--- What is needed ---
Please rewrite the material below, putting "office tower" wherever "apartment building" appears and changing nothing else.

----------------

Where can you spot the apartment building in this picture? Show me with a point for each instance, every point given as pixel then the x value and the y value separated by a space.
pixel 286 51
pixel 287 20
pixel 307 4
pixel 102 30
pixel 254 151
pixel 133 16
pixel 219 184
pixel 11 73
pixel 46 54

----------------

--- Answer to the task ---
Where can you spot the office tower in this picture? Show me with a point for each instance, every point given as pixel then the x value and the y value separated by a space.
pixel 286 51
pixel 287 20
pixel 307 4
pixel 102 30
pixel 254 151
pixel 133 16
pixel 219 184
pixel 11 73
pixel 46 54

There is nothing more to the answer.